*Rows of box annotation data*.
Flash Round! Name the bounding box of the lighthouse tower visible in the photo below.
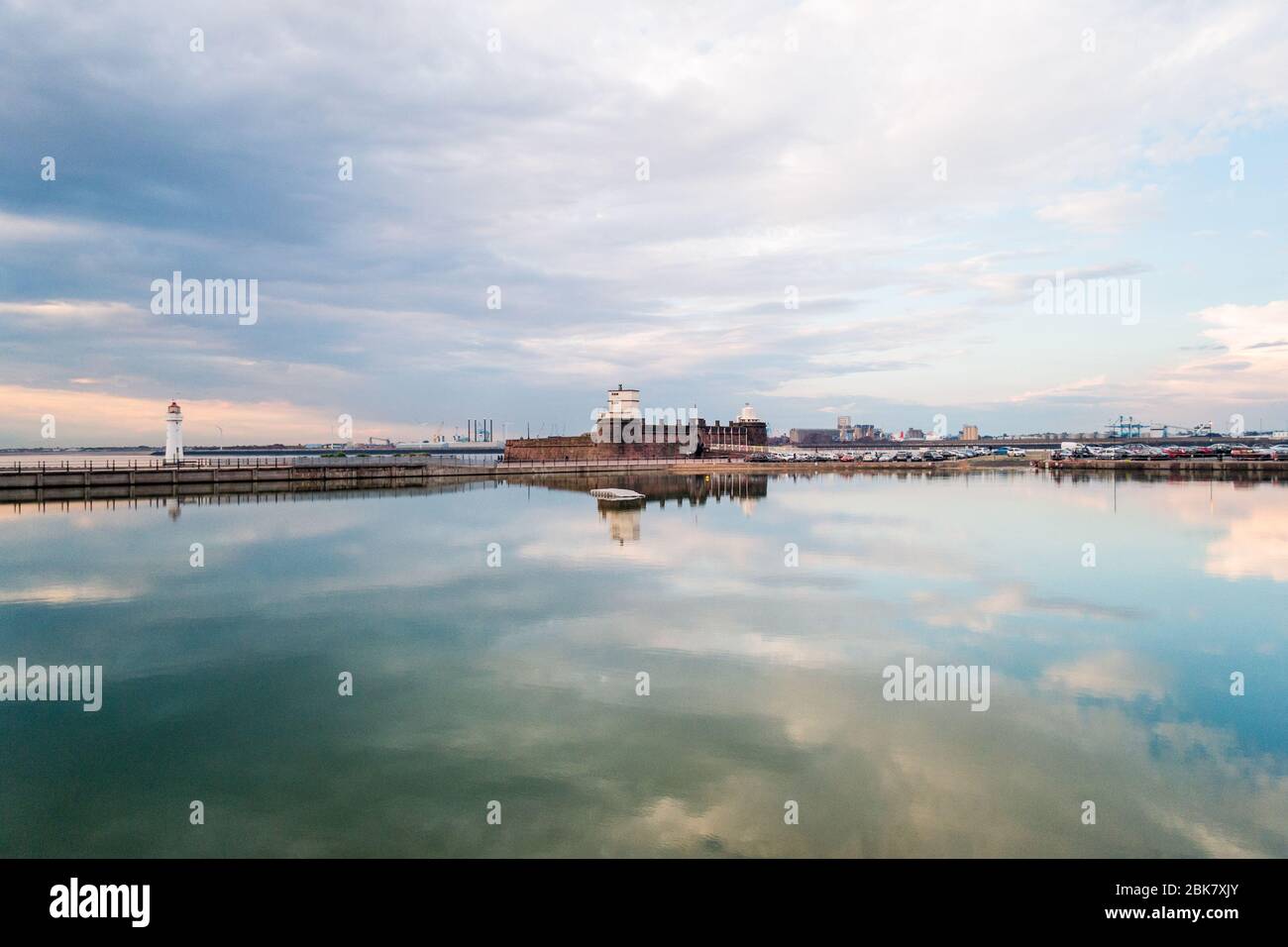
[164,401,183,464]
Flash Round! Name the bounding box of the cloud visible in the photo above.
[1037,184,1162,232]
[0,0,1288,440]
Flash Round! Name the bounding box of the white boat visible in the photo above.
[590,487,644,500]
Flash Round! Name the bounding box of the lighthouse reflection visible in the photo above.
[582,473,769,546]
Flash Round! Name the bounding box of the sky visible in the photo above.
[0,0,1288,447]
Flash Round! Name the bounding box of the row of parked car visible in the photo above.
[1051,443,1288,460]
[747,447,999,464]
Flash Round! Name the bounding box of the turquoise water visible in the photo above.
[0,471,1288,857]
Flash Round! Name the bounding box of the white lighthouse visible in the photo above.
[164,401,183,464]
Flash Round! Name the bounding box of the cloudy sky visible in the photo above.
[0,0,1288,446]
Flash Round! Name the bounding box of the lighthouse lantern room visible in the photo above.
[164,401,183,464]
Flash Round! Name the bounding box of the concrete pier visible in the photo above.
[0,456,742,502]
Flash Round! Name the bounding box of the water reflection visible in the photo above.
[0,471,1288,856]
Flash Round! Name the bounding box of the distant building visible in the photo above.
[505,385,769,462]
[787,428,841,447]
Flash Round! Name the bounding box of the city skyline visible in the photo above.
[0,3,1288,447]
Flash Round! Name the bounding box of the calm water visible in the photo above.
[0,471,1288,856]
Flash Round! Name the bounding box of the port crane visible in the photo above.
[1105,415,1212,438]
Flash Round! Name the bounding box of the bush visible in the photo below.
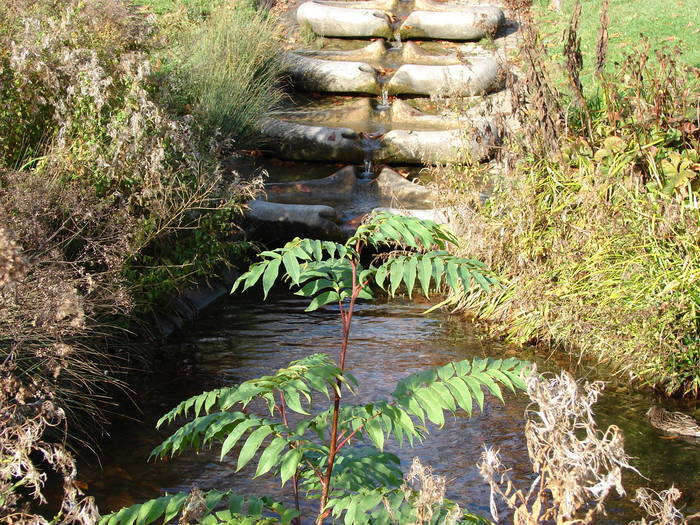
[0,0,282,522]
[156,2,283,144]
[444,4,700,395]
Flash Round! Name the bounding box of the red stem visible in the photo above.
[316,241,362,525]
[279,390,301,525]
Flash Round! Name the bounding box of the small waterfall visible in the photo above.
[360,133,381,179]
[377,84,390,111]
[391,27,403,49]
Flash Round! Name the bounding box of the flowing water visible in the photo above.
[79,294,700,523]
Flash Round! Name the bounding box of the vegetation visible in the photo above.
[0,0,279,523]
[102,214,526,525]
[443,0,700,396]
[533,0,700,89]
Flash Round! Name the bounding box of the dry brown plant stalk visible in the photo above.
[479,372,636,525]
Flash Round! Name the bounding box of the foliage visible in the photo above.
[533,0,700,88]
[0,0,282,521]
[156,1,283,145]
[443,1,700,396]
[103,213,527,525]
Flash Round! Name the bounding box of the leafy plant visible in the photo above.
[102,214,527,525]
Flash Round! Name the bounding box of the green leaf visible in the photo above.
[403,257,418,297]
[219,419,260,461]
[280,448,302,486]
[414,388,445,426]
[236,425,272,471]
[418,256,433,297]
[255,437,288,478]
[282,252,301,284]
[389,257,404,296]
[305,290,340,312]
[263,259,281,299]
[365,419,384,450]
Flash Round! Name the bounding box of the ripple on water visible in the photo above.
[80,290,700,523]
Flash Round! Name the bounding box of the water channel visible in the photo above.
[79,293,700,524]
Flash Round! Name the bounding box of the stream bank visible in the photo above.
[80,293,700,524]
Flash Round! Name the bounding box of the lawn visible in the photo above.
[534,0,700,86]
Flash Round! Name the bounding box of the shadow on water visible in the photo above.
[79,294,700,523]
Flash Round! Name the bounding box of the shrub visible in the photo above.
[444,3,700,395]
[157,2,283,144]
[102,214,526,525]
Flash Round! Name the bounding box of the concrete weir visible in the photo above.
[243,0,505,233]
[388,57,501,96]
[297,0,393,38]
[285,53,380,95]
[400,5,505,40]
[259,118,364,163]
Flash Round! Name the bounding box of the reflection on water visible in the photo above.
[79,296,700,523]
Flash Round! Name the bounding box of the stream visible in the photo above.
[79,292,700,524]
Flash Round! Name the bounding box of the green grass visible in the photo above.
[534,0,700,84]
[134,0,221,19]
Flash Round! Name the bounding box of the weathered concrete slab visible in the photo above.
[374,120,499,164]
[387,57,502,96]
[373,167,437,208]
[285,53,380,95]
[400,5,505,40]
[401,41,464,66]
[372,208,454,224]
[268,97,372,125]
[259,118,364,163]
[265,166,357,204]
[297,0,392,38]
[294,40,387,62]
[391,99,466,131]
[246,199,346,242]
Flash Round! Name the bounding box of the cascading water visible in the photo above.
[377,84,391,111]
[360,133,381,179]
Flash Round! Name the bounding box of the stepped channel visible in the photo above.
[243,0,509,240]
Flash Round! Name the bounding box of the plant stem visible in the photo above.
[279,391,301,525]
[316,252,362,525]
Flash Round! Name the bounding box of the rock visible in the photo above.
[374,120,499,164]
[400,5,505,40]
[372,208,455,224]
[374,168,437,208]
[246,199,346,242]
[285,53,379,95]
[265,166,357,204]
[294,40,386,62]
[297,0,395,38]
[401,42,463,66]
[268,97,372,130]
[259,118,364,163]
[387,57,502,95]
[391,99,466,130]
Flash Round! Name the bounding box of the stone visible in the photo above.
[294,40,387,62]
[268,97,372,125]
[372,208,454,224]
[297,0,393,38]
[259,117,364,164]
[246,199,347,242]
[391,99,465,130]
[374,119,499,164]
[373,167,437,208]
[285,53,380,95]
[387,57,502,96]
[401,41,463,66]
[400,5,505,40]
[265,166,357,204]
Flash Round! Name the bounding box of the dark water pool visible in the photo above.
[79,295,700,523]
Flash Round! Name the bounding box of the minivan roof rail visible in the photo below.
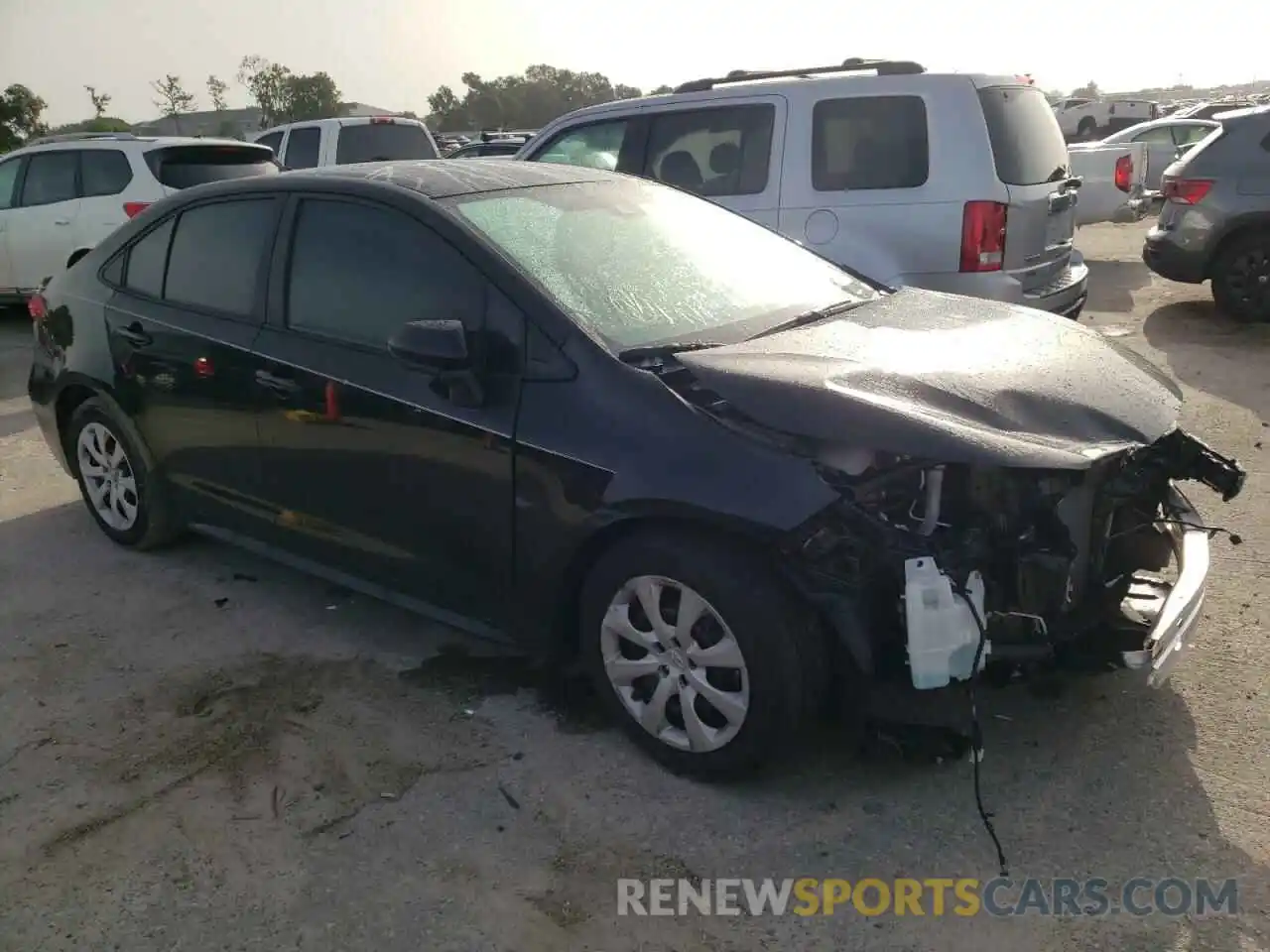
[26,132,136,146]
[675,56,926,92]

*Directive*.
Copy out the lines of the data above word for word, beginning at the line that contains "Flash Round! Name the bounding box of the foliage" and stopping after the line that contains "[79,293,700,524]".

*Answer to the exercise*.
Flash Round! Name the bounding box of the foliage visible in the photo above.
[533,0,700,88]
[0,0,282,521]
[156,1,283,145]
[443,1,700,396]
[103,213,527,525]
Flash Round! Name the bounding box of the leafy plant visible in the photo above.
[102,214,527,525]
Flash Round! Name the bounding box of the green leaf visible in the photo above.
[403,257,418,297]
[219,419,260,461]
[280,448,302,486]
[414,388,445,426]
[236,425,272,471]
[418,256,433,297]
[255,437,288,478]
[282,252,301,284]
[389,257,404,296]
[305,290,340,312]
[263,259,281,299]
[365,419,384,450]
Flash Round! Name the bounding box of the ripple on water visible in the photo above.
[80,290,700,523]
Flash Round! Name the bounding box of the water channel visible in the photo above.
[79,293,700,524]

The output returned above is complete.